▸ **Source data**:
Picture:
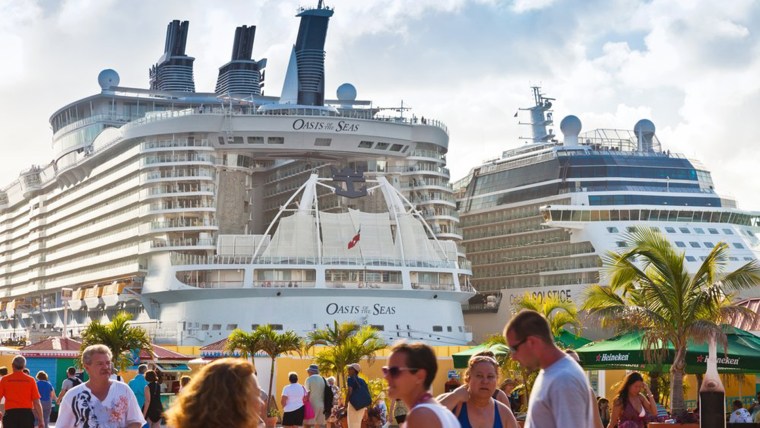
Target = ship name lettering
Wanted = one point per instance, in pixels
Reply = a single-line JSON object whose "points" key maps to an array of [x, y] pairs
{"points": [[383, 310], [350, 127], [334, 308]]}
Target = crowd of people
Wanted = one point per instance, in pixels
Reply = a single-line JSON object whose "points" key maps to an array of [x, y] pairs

* * *

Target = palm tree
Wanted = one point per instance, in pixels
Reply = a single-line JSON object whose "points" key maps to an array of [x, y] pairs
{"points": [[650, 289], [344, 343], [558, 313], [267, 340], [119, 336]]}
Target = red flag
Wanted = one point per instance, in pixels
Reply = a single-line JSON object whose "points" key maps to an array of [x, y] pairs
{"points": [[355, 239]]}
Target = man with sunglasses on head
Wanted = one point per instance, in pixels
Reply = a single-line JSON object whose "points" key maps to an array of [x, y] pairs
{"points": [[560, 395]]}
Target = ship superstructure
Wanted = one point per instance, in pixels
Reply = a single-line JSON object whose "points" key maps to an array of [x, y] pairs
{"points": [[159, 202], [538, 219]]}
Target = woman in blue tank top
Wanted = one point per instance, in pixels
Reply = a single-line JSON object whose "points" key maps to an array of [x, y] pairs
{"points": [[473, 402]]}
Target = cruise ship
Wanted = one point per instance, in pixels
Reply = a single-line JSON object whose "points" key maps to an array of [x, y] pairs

...

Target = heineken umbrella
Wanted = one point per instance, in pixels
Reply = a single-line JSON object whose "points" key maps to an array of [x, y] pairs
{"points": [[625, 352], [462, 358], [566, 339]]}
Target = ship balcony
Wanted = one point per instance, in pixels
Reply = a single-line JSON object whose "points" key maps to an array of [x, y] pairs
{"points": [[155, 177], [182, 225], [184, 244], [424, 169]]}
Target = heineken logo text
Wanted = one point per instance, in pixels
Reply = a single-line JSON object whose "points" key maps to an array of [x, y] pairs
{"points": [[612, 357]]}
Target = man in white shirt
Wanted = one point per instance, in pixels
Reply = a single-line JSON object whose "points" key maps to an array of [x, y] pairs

▸ **Requirements**: Find every line in the items above that contains the word "heineken" and copy each one out. Case counts.

▸ **Result**:
Target = heineken umbrella
Target = heineken logo text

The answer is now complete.